(Provided records):

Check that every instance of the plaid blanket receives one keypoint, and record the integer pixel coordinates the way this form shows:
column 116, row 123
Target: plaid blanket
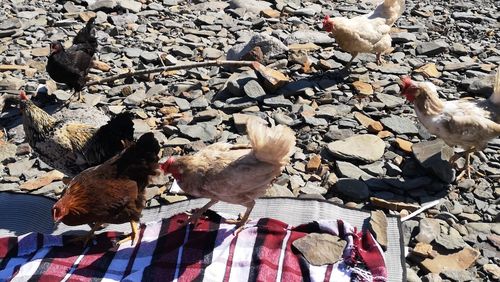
column 166, row 251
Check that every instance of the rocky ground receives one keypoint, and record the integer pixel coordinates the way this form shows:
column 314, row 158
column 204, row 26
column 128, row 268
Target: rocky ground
column 359, row 143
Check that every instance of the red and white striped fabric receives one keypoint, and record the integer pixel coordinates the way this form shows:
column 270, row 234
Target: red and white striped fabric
column 210, row 252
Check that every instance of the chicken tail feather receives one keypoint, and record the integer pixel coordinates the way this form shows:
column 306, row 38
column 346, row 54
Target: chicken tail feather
column 140, row 161
column 86, row 37
column 495, row 97
column 110, row 138
column 271, row 145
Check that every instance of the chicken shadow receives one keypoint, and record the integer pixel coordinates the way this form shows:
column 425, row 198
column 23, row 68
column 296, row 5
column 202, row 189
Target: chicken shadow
column 170, row 253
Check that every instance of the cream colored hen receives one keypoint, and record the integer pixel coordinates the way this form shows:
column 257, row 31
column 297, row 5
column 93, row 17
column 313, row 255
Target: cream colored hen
column 470, row 124
column 367, row 33
column 236, row 174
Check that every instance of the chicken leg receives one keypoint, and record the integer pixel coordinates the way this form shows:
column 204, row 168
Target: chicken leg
column 132, row 236
column 86, row 238
column 195, row 216
column 243, row 220
column 380, row 60
column 350, row 61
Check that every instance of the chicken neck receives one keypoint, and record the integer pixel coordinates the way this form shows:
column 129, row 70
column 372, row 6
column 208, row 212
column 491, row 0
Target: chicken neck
column 86, row 238
column 428, row 104
column 133, row 236
column 193, row 219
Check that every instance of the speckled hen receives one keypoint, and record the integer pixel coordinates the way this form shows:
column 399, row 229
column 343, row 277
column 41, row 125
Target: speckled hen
column 71, row 147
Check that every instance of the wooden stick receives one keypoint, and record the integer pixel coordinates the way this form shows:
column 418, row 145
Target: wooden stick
column 171, row 68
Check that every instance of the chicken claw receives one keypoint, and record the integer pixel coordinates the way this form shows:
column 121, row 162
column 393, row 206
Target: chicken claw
column 86, row 238
column 240, row 222
column 380, row 60
column 193, row 219
column 132, row 236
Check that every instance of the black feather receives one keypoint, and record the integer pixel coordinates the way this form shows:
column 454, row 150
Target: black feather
column 140, row 160
column 108, row 139
column 72, row 65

(Exercise description): Revise the lines from the start of the lines up to and including the line with "column 236, row 174", replacing "plaid blanket" with "checkered blanket" and leaving everything else unchanged. Omit the pictures from your answer.

(Solved exercise):
Check that every instance of the checkered blanket receives one keypoint, and record the integer pixel coordinates the way this form shows:
column 116, row 123
Target: checkered blanket
column 166, row 251
Check that every instance of the rocky ground receives one keypoint, and record the integer pixel coordinates the way this form shows:
column 314, row 158
column 204, row 26
column 128, row 268
Target: rocky ground
column 359, row 143
Check that every instance of the red and white striped fabric receives one keypoint, and record the integer pixel coordinates the way this form shows:
column 270, row 234
Target: red and white striped fabric
column 210, row 252
Check that every instance of the chicken tail feather receives one keypoint, and record the integer pixel coordinates the way this form shows:
column 306, row 38
column 346, row 54
Target: chicken tail feather
column 140, row 161
column 86, row 37
column 495, row 97
column 110, row 138
column 271, row 145
Check that every instance of the chicken shadow receives one keypoint, and record the integer pixel coordinates the way this form shows:
column 425, row 198
column 23, row 68
column 296, row 5
column 202, row 189
Target: chicken shadow
column 170, row 253
Check that every instance of the cream colored hen receives one keypoint, and record the integer pixel coordinates the way this form shows:
column 257, row 31
column 297, row 5
column 93, row 17
column 313, row 255
Target: cream colored hen
column 470, row 124
column 367, row 33
column 236, row 174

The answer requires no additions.